## Work to be completed
Change "ember glow" to "candle flame" in the items from their start through the line holding "Trace every instance", inclusive, and reproduce only those lines with nothing else altered.

——

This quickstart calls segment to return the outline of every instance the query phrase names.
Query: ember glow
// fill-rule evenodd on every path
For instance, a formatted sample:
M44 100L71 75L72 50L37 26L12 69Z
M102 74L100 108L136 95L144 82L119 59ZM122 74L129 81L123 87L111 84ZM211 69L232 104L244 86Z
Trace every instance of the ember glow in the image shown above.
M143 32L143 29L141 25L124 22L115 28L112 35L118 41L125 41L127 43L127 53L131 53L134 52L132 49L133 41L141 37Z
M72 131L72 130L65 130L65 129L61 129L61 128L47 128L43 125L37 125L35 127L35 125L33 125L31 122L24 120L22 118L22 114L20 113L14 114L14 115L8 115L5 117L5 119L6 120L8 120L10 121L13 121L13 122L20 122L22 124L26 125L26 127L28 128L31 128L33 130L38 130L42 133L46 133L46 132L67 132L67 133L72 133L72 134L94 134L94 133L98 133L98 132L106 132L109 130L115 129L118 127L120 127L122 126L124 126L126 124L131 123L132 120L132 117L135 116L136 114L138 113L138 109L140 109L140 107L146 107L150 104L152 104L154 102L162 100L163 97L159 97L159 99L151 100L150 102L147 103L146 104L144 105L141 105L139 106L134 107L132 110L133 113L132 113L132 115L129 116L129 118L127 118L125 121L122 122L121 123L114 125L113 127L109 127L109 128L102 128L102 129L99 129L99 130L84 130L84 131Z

——

## Solution to this task
This quickstart calls segment to return the outline of every instance the query phrase names.
Query: candle flame
// fill-rule evenodd on every path
For instance, a formatted sample:
M44 100L71 75L72 50L37 26L12 69Z
M102 74L100 108L136 95L144 82L119 59ZM122 74L129 81L123 87L111 84ZM211 69L232 104L244 86Z
Trace every instance of the candle flame in the image shown above.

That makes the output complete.